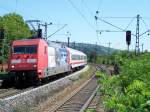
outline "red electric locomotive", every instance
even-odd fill
[[[12,42],[8,70],[17,83],[24,79],[37,83],[86,63],[87,56],[78,50],[44,39],[25,39]]]

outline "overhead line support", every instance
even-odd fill
[[[140,22],[140,15],[137,15],[137,25],[136,25],[136,43],[135,43],[135,53],[136,55],[139,54],[140,48],[139,48],[139,22]]]

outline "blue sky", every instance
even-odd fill
[[[73,3],[75,7],[69,2]],[[0,0],[0,16],[9,12],[16,12],[25,20],[39,19],[43,22],[52,22],[48,27],[48,35],[55,32],[62,25],[67,26],[53,35],[50,40],[67,41],[67,32],[71,34],[70,41],[92,43],[117,49],[126,49],[124,32],[102,32],[96,30],[118,29],[94,19],[96,11],[99,17],[131,17],[131,18],[103,18],[105,21],[125,29],[132,17],[140,14],[140,33],[150,28],[150,0]],[[127,30],[135,34],[136,18]],[[150,36],[140,37],[140,45],[150,51]],[[135,37],[132,36],[131,49],[135,48]]]

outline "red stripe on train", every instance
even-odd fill
[[[70,64],[81,64],[81,63],[86,63],[85,61],[82,61],[82,62],[71,62]]]

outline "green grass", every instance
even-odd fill
[[[87,109],[85,112],[96,112],[95,109]]]

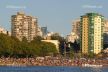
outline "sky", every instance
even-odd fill
[[[65,36],[72,22],[85,13],[96,12],[108,18],[108,0],[1,0],[0,26],[11,31],[11,16],[24,12],[38,18],[38,25]]]

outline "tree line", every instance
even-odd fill
[[[42,42],[37,36],[31,42],[25,37],[19,41],[16,37],[0,34],[0,57],[37,57],[56,54],[56,46]]]

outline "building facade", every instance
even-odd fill
[[[37,34],[37,18],[26,16],[21,12],[12,15],[11,33],[12,36],[17,37],[19,40],[25,37],[30,42]]]
[[[104,22],[104,44],[108,44],[108,20]]]
[[[42,37],[42,30],[41,30],[41,27],[37,27],[37,36],[40,36]]]
[[[56,46],[57,52],[59,53],[59,41],[58,40],[42,40],[43,42],[50,42]]]
[[[71,32],[69,35],[66,36],[66,41],[74,43],[75,40],[78,39],[78,35],[76,35],[74,32]]]
[[[0,27],[0,33],[11,36],[11,33],[9,31],[5,30],[3,27]]]
[[[80,36],[80,19],[73,21],[72,32],[74,32],[78,37]]]
[[[47,27],[41,27],[42,37],[45,37],[48,33]]]
[[[104,17],[98,13],[81,16],[80,46],[83,54],[98,54],[103,49]]]

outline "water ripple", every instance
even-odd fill
[[[61,67],[61,66],[0,66],[0,72],[107,72],[108,68]]]

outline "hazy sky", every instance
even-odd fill
[[[108,18],[108,0],[1,0],[0,26],[11,30],[11,15],[23,11],[38,18],[41,27],[67,35],[72,21],[87,12],[98,12]]]

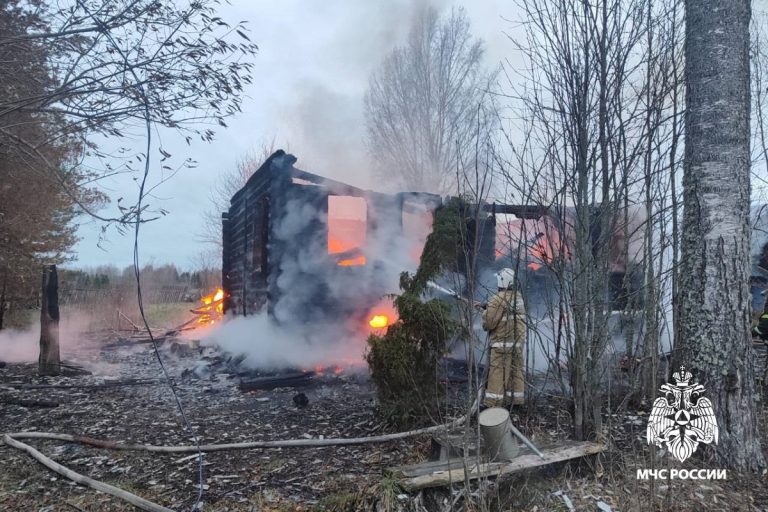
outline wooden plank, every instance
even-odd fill
[[[605,445],[598,443],[583,442],[569,444],[543,450],[543,459],[538,455],[530,454],[517,457],[509,463],[472,464],[468,465],[466,473],[464,468],[435,471],[427,475],[406,478],[400,482],[400,486],[406,491],[415,491],[428,487],[450,485],[454,482],[463,482],[465,477],[468,477],[470,480],[497,477],[526,469],[554,464],[556,462],[593,455],[603,452],[605,449]]]
[[[468,459],[472,460],[472,458]],[[464,459],[429,460],[408,466],[395,466],[387,469],[387,473],[395,478],[413,478],[415,476],[431,475],[437,471],[450,471],[464,467]]]
[[[546,450],[545,450],[546,451]],[[533,454],[530,448],[525,446],[520,447],[519,456]],[[417,464],[409,464],[407,466],[393,466],[387,468],[387,474],[395,478],[412,478],[415,476],[430,475],[438,471],[449,471],[451,469],[463,468],[465,463],[470,466],[477,464],[477,455],[471,453],[466,459],[463,457],[451,457],[448,460],[429,460],[419,462]],[[499,468],[507,465],[507,462],[496,462],[489,464],[489,466]]]

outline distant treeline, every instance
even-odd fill
[[[40,272],[42,275],[42,268]],[[26,323],[30,310],[39,307],[40,283],[30,281],[25,286],[6,288],[0,300],[0,329]],[[144,304],[196,302],[215,291],[220,281],[221,270],[217,268],[179,270],[173,264],[145,265],[141,269],[142,299]],[[86,308],[105,318],[112,318],[118,310],[124,314],[135,313],[137,288],[133,267],[60,268],[59,300],[63,307]],[[19,318],[13,321],[14,317]]]
[[[141,269],[142,289],[159,287],[187,287],[209,293],[221,281],[221,270],[204,268],[202,270],[180,271],[174,264],[160,266],[145,265]],[[133,266],[120,269],[114,265],[100,265],[85,269],[62,269],[59,273],[59,286],[69,290],[99,290],[104,288],[134,288],[136,276]]]

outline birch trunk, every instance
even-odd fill
[[[718,463],[757,469],[749,293],[749,0],[686,0],[685,165],[677,365],[712,399]]]

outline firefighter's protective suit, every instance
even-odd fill
[[[485,405],[521,405],[525,402],[525,305],[515,288],[512,269],[502,269],[496,277],[499,291],[491,297],[483,312],[483,329],[490,338]]]
[[[757,319],[757,324],[752,327],[752,337],[760,338],[763,343],[768,343],[768,311],[764,311]]]

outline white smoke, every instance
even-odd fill
[[[40,327],[19,331],[0,331],[0,361],[5,363],[26,363],[35,361],[40,353]]]
[[[278,266],[273,316],[263,311],[227,318],[202,343],[244,354],[244,364],[254,368],[361,365],[370,316],[381,312],[393,318],[387,295],[399,291],[401,272],[415,271],[414,247],[426,237],[418,230],[402,234],[396,204],[375,219],[366,217],[360,247],[366,264],[345,267],[328,255],[326,213],[302,199],[289,200],[271,235],[271,243],[288,244],[273,262]],[[375,215],[370,204],[366,215]]]
[[[81,312],[62,311],[59,322],[59,347],[61,358],[84,347],[83,334],[89,331],[91,319]],[[0,331],[0,361],[28,363],[37,361],[40,355],[40,322],[34,321],[28,329],[3,329]]]
[[[340,332],[278,326],[266,313],[229,318],[203,340],[226,352],[243,354],[249,368],[354,367],[362,364],[364,345],[354,337],[333,338]]]

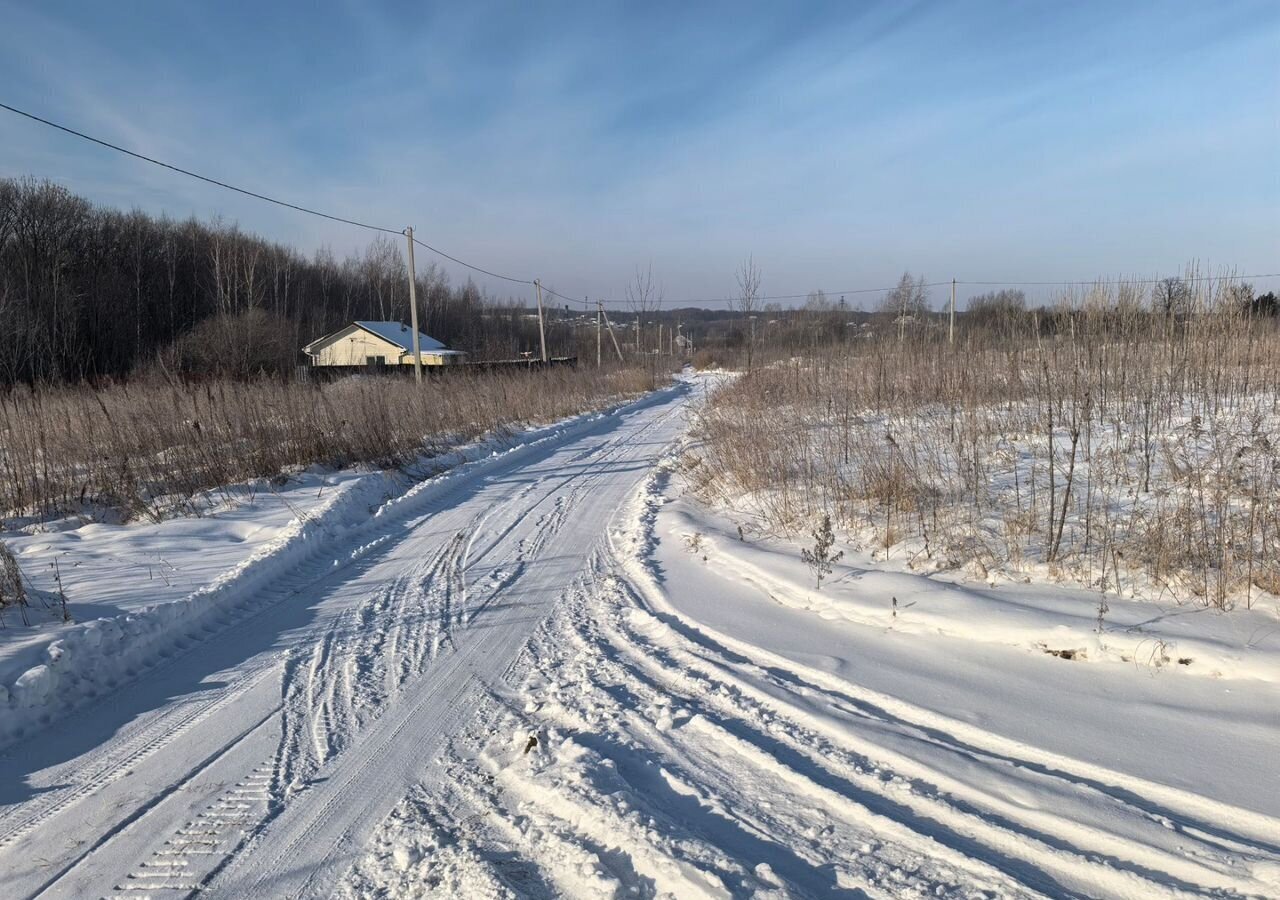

• Task requirements:
Write out all the material verbatim, images excluded.

• Exercise answer:
outline "red electric locomotive", every instance
even-odd fill
[[[12,42],[8,70],[17,83],[24,79],[37,83],[86,63],[87,56],[78,50],[44,39],[25,39]]]

outline "overhead line support", every instance
even-odd fill
[[[140,22],[140,15],[137,15],[137,25],[136,25],[136,43],[135,43],[135,53],[136,55],[139,54],[140,48],[139,48],[139,22]]]

outline "blue sky", every instance
even-odd fill
[[[73,3],[75,7],[69,2]],[[0,0],[0,16],[9,12],[16,12],[25,20],[39,19],[43,22],[52,22],[48,27],[48,35],[55,32],[62,25],[67,26],[53,35],[50,40],[67,41],[67,32],[71,34],[70,41],[92,43],[117,49],[126,49],[124,32],[102,32],[96,30],[118,29],[94,19],[96,11],[99,17],[131,17],[131,18],[103,18],[105,21],[125,29],[132,17],[140,14],[140,33],[150,28],[150,0]],[[127,30],[135,34],[136,18]],[[150,36],[140,37],[140,45],[150,51]],[[135,37],[132,36],[131,49],[135,48]]]

outline "red stripe on train", every instance
even-odd fill
[[[70,64],[81,64],[81,63],[86,63],[85,61],[82,61],[82,62],[71,62]]]

outline "green grass", every instance
even-odd fill
[[[87,109],[85,112],[96,112],[95,109]]]

outline "sky", every instance
even-odd fill
[[[65,36],[72,22],[85,13],[96,12],[108,18],[108,0],[1,0],[0,26],[11,31],[11,16],[24,12],[38,18],[38,25]]]

outline "tree line", every instance
even-odd fill
[[[42,42],[37,36],[31,42],[25,37],[19,41],[16,37],[0,34],[0,57],[37,57],[56,54],[56,46]]]

outline "building facade", every instance
even-odd fill
[[[37,34],[37,18],[26,16],[21,12],[12,15],[11,33],[12,36],[17,37],[19,40],[25,37],[30,42]]]
[[[104,22],[104,44],[108,44],[108,20]]]
[[[42,37],[42,30],[41,30],[41,27],[37,27],[37,36],[40,36]]]
[[[56,46],[57,52],[59,53],[59,41],[58,40],[42,40],[43,42],[50,42]]]
[[[71,32],[69,35],[66,36],[66,41],[74,43],[75,40],[78,39],[78,35],[76,35],[74,32]]]
[[[0,27],[0,33],[11,36],[11,33],[9,31],[5,30],[3,27]]]
[[[80,36],[80,19],[73,21],[72,32],[74,32],[78,37]]]
[[[47,27],[41,27],[42,37],[45,37],[48,33]]]
[[[104,17],[98,13],[81,16],[80,46],[83,54],[98,54],[103,49]]]

outline "water ripple", every instance
even-odd fill
[[[61,67],[61,66],[0,66],[0,72],[107,72],[108,68]]]

outline "hazy sky", every instance
even-odd fill
[[[108,18],[108,0],[1,0],[0,26],[11,30],[11,15],[23,11],[38,18],[41,27],[67,35],[72,21],[87,12],[98,12]]]

outline wooden plank, every instance
even-odd fill
[[[605,445],[598,443],[583,442],[569,444],[543,450],[543,459],[538,455],[530,454],[517,457],[509,463],[472,464],[468,465],[466,473],[464,468],[435,471],[427,475],[406,478],[400,482],[400,486],[406,491],[415,491],[428,487],[450,485],[454,482],[463,482],[465,477],[468,477],[470,480],[497,477],[526,469],[554,464],[556,462],[593,455],[603,452],[605,449]]]
[[[468,459],[472,460],[472,458]],[[464,459],[429,460],[408,466],[395,466],[387,469],[387,473],[395,478],[413,478],[415,476],[431,475],[437,471],[450,471],[464,467]]]
[[[546,450],[545,450],[546,451]],[[533,454],[530,448],[525,446],[520,447],[519,456]],[[417,464],[409,464],[407,466],[393,466],[387,468],[387,474],[395,478],[412,478],[415,476],[430,475],[438,471],[449,471],[451,469],[463,468],[465,463],[470,466],[477,464],[477,455],[471,453],[466,459],[463,457],[451,457],[448,460],[429,460],[419,462]],[[499,468],[507,465],[507,462],[496,462],[489,464],[489,466]]]

outline distant treeline, every instance
even-odd fill
[[[40,272],[42,275],[42,268]],[[26,323],[30,310],[39,307],[40,283],[30,281],[25,286],[6,288],[0,300],[0,329]],[[144,304],[196,302],[215,291],[220,281],[221,270],[217,268],[179,270],[173,264],[145,265],[141,269],[142,299]],[[86,308],[105,318],[112,318],[118,310],[124,314],[135,313],[137,288],[133,267],[60,268],[59,300],[63,307]],[[19,318],[13,321],[14,317]]]
[[[141,269],[142,289],[159,287],[187,287],[209,293],[221,281],[221,270],[204,268],[202,270],[180,271],[174,264],[160,266],[145,265]],[[133,266],[120,269],[114,265],[100,265],[85,269],[62,269],[59,273],[59,286],[69,290],[99,290],[104,288],[134,288],[136,276]]]

outline birch trunk, every instance
even-odd fill
[[[718,463],[757,469],[749,293],[749,0],[686,0],[685,165],[677,365],[712,399]]]

outline firefighter's protective suit, every instance
even-odd fill
[[[485,405],[521,405],[525,402],[525,305],[515,288],[512,269],[502,269],[496,277],[499,291],[491,297],[483,312],[483,329],[490,338]]]
[[[757,319],[757,324],[752,327],[752,337],[760,338],[763,343],[768,343],[768,311],[764,311]]]

outline white smoke, every instance
even-odd fill
[[[40,327],[19,331],[0,331],[0,361],[5,363],[26,363],[35,361],[40,353]]]
[[[278,266],[273,316],[263,311],[227,318],[202,343],[244,354],[244,364],[254,368],[361,365],[370,316],[381,312],[393,318],[387,295],[399,291],[401,272],[415,271],[414,247],[426,237],[418,230],[402,234],[396,204],[375,219],[366,217],[360,247],[366,264],[345,267],[328,255],[326,213],[302,199],[289,200],[271,235],[271,243],[288,244],[273,262]],[[375,215],[370,204],[366,215]]]
[[[81,312],[62,311],[59,322],[59,347],[61,358],[84,347],[83,334],[89,331],[91,319]],[[0,331],[0,361],[28,363],[37,361],[40,355],[40,322],[34,321],[28,329],[3,329]]]
[[[340,332],[278,326],[266,313],[229,318],[203,340],[226,352],[243,354],[249,368],[354,367],[362,364],[364,345],[354,337],[333,338]]]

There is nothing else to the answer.